Records drawn from a dataset:

-- Opening Marker --

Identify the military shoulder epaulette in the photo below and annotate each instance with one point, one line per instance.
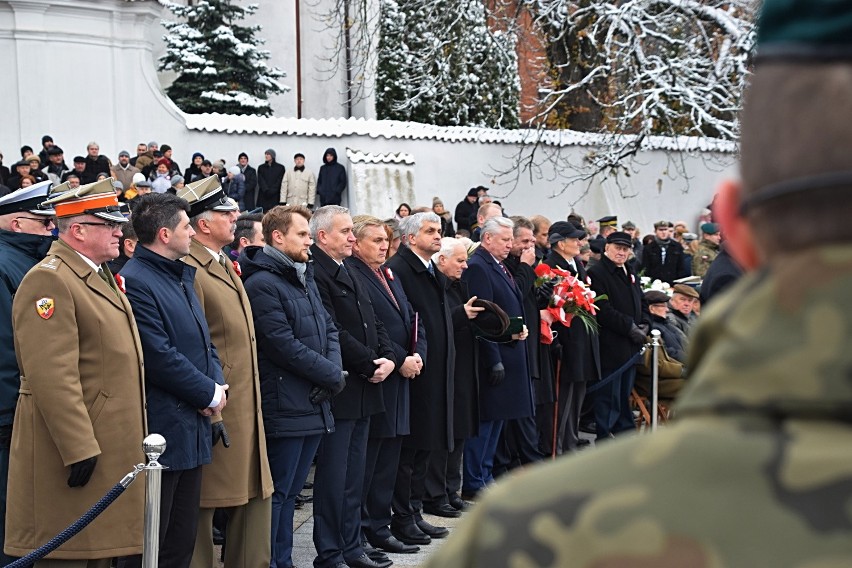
(52, 263)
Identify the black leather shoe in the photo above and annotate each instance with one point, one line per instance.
(392, 544)
(376, 556)
(458, 503)
(410, 534)
(365, 561)
(431, 530)
(442, 510)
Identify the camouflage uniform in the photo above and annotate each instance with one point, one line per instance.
(757, 470)
(704, 257)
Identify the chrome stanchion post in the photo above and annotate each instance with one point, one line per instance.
(153, 445)
(655, 376)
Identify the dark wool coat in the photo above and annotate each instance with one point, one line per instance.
(513, 398)
(618, 312)
(362, 337)
(581, 360)
(432, 390)
(181, 363)
(332, 180)
(398, 319)
(466, 376)
(297, 346)
(269, 178)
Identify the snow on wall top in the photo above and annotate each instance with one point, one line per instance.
(391, 129)
(357, 156)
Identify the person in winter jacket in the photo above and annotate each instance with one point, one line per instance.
(235, 186)
(299, 360)
(332, 180)
(299, 186)
(269, 176)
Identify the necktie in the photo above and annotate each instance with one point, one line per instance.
(105, 278)
(384, 282)
(508, 274)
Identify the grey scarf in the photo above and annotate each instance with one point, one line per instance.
(301, 267)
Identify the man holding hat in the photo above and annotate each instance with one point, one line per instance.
(762, 436)
(79, 421)
(299, 185)
(620, 336)
(238, 480)
(708, 249)
(183, 373)
(25, 236)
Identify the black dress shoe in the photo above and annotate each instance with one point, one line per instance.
(431, 530)
(365, 561)
(410, 534)
(442, 510)
(392, 544)
(458, 503)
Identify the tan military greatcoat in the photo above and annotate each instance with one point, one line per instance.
(82, 395)
(240, 472)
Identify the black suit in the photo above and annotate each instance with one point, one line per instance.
(339, 478)
(388, 428)
(618, 313)
(578, 361)
(432, 391)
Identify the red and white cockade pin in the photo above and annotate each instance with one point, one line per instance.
(45, 307)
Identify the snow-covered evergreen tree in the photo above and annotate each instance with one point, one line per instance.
(219, 64)
(439, 63)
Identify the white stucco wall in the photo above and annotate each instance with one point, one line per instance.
(100, 83)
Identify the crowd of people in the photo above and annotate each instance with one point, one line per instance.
(261, 331)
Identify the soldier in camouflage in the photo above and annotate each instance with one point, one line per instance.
(757, 468)
(708, 249)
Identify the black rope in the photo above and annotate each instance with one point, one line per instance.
(630, 362)
(72, 529)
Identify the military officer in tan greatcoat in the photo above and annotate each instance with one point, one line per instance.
(80, 417)
(238, 480)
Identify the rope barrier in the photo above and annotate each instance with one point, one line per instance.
(80, 523)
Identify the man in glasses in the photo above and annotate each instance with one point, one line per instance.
(25, 236)
(79, 418)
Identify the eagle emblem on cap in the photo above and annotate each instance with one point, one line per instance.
(44, 307)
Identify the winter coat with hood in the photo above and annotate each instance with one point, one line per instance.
(269, 176)
(332, 180)
(297, 345)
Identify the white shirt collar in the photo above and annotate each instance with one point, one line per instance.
(88, 261)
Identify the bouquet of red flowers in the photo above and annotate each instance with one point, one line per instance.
(571, 298)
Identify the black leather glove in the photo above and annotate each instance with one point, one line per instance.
(543, 294)
(336, 390)
(636, 335)
(81, 472)
(220, 433)
(498, 373)
(6, 436)
(318, 395)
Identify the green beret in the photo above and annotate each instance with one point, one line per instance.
(809, 29)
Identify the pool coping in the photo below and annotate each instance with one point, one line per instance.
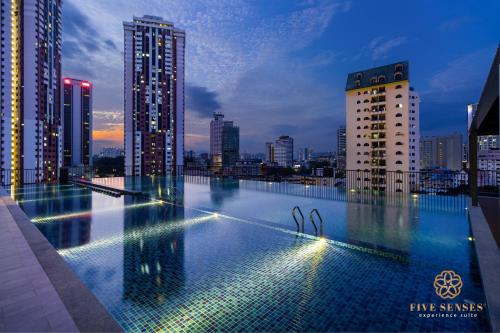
(87, 313)
(488, 257)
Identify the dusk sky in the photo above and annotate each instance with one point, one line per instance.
(279, 67)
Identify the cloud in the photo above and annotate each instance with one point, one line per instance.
(453, 23)
(461, 77)
(201, 101)
(380, 47)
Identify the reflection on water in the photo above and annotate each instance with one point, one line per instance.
(51, 202)
(221, 190)
(154, 267)
(381, 225)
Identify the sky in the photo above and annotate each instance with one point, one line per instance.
(279, 67)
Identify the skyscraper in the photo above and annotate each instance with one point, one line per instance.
(341, 147)
(30, 129)
(224, 142)
(77, 120)
(154, 96)
(382, 116)
(442, 152)
(216, 126)
(230, 144)
(283, 151)
(269, 153)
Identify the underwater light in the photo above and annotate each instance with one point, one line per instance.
(90, 212)
(138, 234)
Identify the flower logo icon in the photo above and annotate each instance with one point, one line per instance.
(448, 284)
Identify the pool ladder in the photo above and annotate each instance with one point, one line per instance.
(300, 227)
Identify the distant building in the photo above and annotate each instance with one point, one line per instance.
(382, 128)
(341, 147)
(442, 152)
(280, 152)
(305, 154)
(111, 152)
(230, 144)
(77, 122)
(269, 153)
(224, 142)
(153, 96)
(216, 126)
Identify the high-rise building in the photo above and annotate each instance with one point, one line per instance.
(269, 153)
(442, 152)
(305, 154)
(283, 151)
(154, 96)
(216, 126)
(224, 142)
(230, 144)
(30, 126)
(77, 121)
(382, 128)
(341, 147)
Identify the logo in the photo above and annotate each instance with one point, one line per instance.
(448, 284)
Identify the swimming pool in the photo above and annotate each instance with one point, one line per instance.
(225, 257)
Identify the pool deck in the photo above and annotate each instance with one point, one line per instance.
(488, 256)
(38, 291)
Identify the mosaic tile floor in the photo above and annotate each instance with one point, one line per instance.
(168, 268)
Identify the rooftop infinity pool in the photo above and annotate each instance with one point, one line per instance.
(224, 255)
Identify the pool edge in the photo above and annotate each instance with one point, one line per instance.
(87, 312)
(488, 257)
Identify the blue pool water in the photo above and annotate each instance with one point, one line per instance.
(224, 257)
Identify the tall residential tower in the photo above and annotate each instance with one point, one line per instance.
(77, 120)
(30, 103)
(154, 96)
(382, 118)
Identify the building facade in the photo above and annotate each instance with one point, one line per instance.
(77, 122)
(230, 144)
(224, 142)
(216, 126)
(442, 152)
(30, 130)
(341, 147)
(153, 96)
(283, 151)
(382, 129)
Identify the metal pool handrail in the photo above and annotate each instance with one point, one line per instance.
(297, 208)
(311, 217)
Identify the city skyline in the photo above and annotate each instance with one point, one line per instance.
(223, 75)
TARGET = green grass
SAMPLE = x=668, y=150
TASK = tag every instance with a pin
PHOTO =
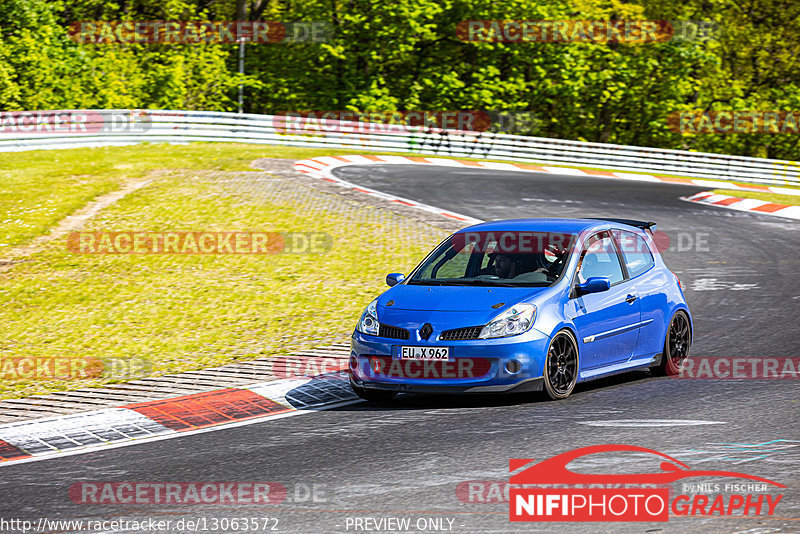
x=39, y=188
x=173, y=313
x=776, y=198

-- Closing Marker --

• _INSTRUCTIONS FOR THE TASK_: Could you copy all of the entries above exactly, without the pictures?

• _RESPONSE AREA_:
Identify the military shoulder epaulette in the photo below and annotate each instance with one point, one line per instance.
(52, 263)
Identify the black leather shoe in the photo above and annotate each instance with one point, one line per instance.
(392, 544)
(376, 556)
(458, 503)
(410, 534)
(365, 561)
(431, 530)
(442, 510)
Identify the camouflage uniform in the photo above and annotate each instance with one point, one line per instance.
(757, 470)
(704, 257)
Identify the chrome stanchion post in the photo above and annotate each instance with one point, one line per instance.
(153, 445)
(655, 376)
Identify the dark wool coat in the photo above and annotate each instance with one point, one line per instance.
(513, 398)
(618, 312)
(362, 337)
(581, 360)
(432, 390)
(181, 363)
(332, 180)
(398, 319)
(466, 376)
(297, 346)
(269, 178)
Identify the snow on wall top in the photo above and annotate each instance with one point, one line per instance.
(391, 129)
(357, 156)
Identify the person in winter jacket in the photo above and annotate each instance with one point, one line per instance.
(235, 186)
(299, 360)
(332, 180)
(299, 186)
(269, 176)
Identify the necktie in the photo above and annotate each instance with one point, one line per instance.
(105, 278)
(384, 282)
(508, 274)
Identify the grey scarf in the photo above and annotate each instance with one point, one line per instance.
(301, 267)
Identify the man holding hat in the photo above and annotate each instance with one point, one line per instance.
(762, 436)
(79, 421)
(299, 185)
(620, 336)
(238, 480)
(708, 249)
(183, 373)
(25, 236)
Identify the black dress shoe in the photo above and annotate each instance with one point, one line per instance.
(431, 530)
(365, 561)
(410, 534)
(442, 510)
(392, 544)
(458, 503)
Identify the tan military greatcoat in the photo above and annotate each instance with one point, one line per instance.
(82, 395)
(240, 472)
Identify the black suit in the photo above and annotate each instance with one point, one line per instance.
(339, 478)
(388, 428)
(618, 313)
(578, 361)
(432, 391)
Identify the red and white cockade pin in the photo above and annotate each instance with one point, one line per instance.
(45, 307)
Identify the snow-covered evergreen tree in the photo above and annotate each instance with one point, one line per instance.
(219, 64)
(439, 63)
Identify the white stucco wall in the photo above and annotate each instance with one point, one line per instance.
(100, 83)
Identify the crowd of people in the photo above and annotate each instance with one point, one line per instance.
(261, 331)
Identify the soldier in camouflage in the photo above and annotate each instance with one point, one line per instance.
(757, 468)
(708, 249)
Identify the black rope in the photo above and annotate each instance with one point, one line per instance.
(630, 362)
(72, 529)
Identify the military officer in tan greatcoat in the photo above and annotate each instance with one point, one line per instance.
(80, 417)
(238, 480)
Identify the rope barrier in the photo above and annotate each instance with one point, one line per instance.
(80, 523)
Identify the man in glasses in the photo above and annotate each instance with one point, one line per instance.
(25, 236)
(79, 418)
Identify the eagle emblem on cap in the photo above and annotate each instance with one point, one line per instance.
(44, 307)
Identify the winter coat with hood in the photo above and annotate each instance with one point, one line per instance.
(269, 176)
(332, 180)
(297, 345)
Identify the white shirt collar in the photo above and annotate each instance with one point, one line per instance.
(88, 261)
Identify the bouquet of red flowers in the photo above and annotate each instance with one point, one line per instance.
(571, 298)
Identify the black leather glove in the photo above and annotate each instance with one point, one line per instance.
(543, 294)
(336, 390)
(636, 335)
(81, 472)
(220, 433)
(498, 373)
(6, 436)
(318, 395)
Identify the green beret in the photo above and annotate each instance with one point, one line per instance.
(809, 29)
Identify the pool coping in the photo below and annotate each instance with one point, one line per instance.
(87, 313)
(488, 257)
Identify the dusk sky in the photo above and annotate each instance with one point, one line per instance.
(279, 67)
Identify the cloud in the photo above and annotate each instance with one point, one line per instance.
(453, 23)
(461, 77)
(201, 101)
(380, 47)
Identify the reflection on water in the photo above and annotate each instance with one point, one line per instance.
(51, 202)
(221, 190)
(154, 267)
(381, 225)
Identify the sky in the photo above and annotate each instance with one point, one line per instance.
(279, 67)
Identify the skyscraper in the photo above and annotate each instance with one point, one line per instance.
(341, 147)
(30, 129)
(224, 142)
(77, 120)
(154, 96)
(382, 116)
(442, 152)
(216, 126)
(230, 144)
(283, 151)
(269, 153)
Identify the underwater light in the photo above and annotate each instance with one point, one line per instance.
(90, 212)
(138, 234)
Identify the flower logo icon in the photo above and annotate each instance with one point, one line per instance.
(448, 284)
Identify the pool ladder in the photo above and annotate each instance with one point, one line per instance.
(300, 227)
Identify the distant building in the photo above and annotate each instance with one point, one line per instance.
(382, 128)
(341, 147)
(442, 152)
(280, 152)
(305, 154)
(111, 152)
(230, 144)
(77, 122)
(269, 153)
(224, 142)
(153, 96)
(216, 126)
Identify the high-rise building in the photo above and annotate each instance with one point, one line per instance.
(269, 153)
(442, 152)
(305, 154)
(283, 151)
(154, 96)
(216, 126)
(224, 142)
(230, 144)
(30, 126)
(77, 121)
(382, 128)
(341, 147)
Identify the logo in the photo above and annotate each instance with one point, one line per instance.
(448, 284)
Identify the swimming pool in the photo above and annotate each instance with one point, one line per instance.
(225, 257)
Identify the pool deck in the photo above and annotate each instance with one point, one line per instance.
(488, 256)
(38, 291)
Identify the mosaic tile floor in the photo above and annotate each instance with one point, one line per instance.
(168, 268)
Identify the rooftop infinity pool in the photo above and annotate each instance with one point, one line per instance.
(224, 255)
Identify the pool edge in the photo above and annotate each instance with one point, one line per instance.
(87, 312)
(488, 257)
Identify the blue pool water in the photo above and annotate each instance with one point, one line per instance.
(224, 257)
Identify the tall residential tower in the photo above and annotate each instance with one point, one line per instance.
(77, 120)
(30, 103)
(154, 96)
(382, 118)
Identify the building facade in the photo above and annotate each instance with one point, one line per instance.
(77, 122)
(230, 144)
(224, 142)
(216, 126)
(442, 152)
(30, 130)
(341, 147)
(153, 96)
(283, 151)
(382, 129)
Identify the metal pool handrail in the photo above and annotate each instance with one point, one line per instance.
(297, 208)
(311, 217)
Identify the city skyline in the photo above and annotate each instance with one point, one line per instance.
(223, 75)
TARGET = green grass
SAMPLE = x=668, y=150
TASK = tag every instance with a pin
PHOTO =
x=39, y=188
x=173, y=313
x=776, y=198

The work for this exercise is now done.